▶ **Textauszug**
# PES 2013/Fifa 2013 mit LAN-Funktion?



## bundesgerd (9. Dezember 2012)

Hallo zusammen, mein Kumpel und ich haben beide die Spiele PES 2013 und Fifa 2013.

Frage: ist es möglich, die Spiele zu zweit in einem Raum an zwei Rechnern zu spielen, also quasi im LAN-Modus?

Kennt sich da jemand aus? Die Handbücher schweigen sich darüber aus...


Dankeschön im Voraus

Gruss Gerd


----------



## Herbboy (9. Dezember 2012)

Ich meine nein, aber man könnte natürlich am gleichen Internetanschluss dann zusammen/gegeneinander spielen.

Ich frage mich nur: wenn ihr eh in einem Raum seid, warum spielt ihr nicht einfach am gleichen PC ? ^^


----------



## bundesgerd (27. Dezember 2012)

▶ **Bereitgestellte Daten**
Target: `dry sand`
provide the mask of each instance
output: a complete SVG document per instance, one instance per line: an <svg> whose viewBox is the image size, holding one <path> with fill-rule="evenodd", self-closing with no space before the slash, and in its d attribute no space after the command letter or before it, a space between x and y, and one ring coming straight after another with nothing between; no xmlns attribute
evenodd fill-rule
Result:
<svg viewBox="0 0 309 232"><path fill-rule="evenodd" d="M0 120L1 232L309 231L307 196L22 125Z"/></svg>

▶ **Zu erledigen**
1. Beantworte diese Fragen zum Textauszug:
(a) Welche beiden Spiele haben bundesgerd und der Kumpel laut dem ersten Beitrag?
(b) Wie äußern sich laut bundesgerd die Handbücher zu der Frage?
(c) An welchem Gerät könnten die beiden laut Herbboy einfach spielen, wenn sie ohnehin in einem Raum sind?
2. Zitiere aus dem Textauszug wörtlich den Abschnitt, der bei „Hallo zusammen, mein“ beginnt und bei „quasi im LAN-Modus?“ endet.

▶ **Ergebnisse**
1.
(a) Beide haben die Spiele PES 2013 und Fifa 2013.
(b) Die Handbücher schweigen sich darüber aus.
(c) Sie könnten einfach am gleichen PC spielen.

2.
Hallo zusammen, mein Kumpel und ich haben beide die Spiele PES 2013 und Fifa 2013.

Frage: ist es möglich, die Spiele zu zweit in einem Raum an zwei Rechnern zu spielen, also quasi im LAN-Modus?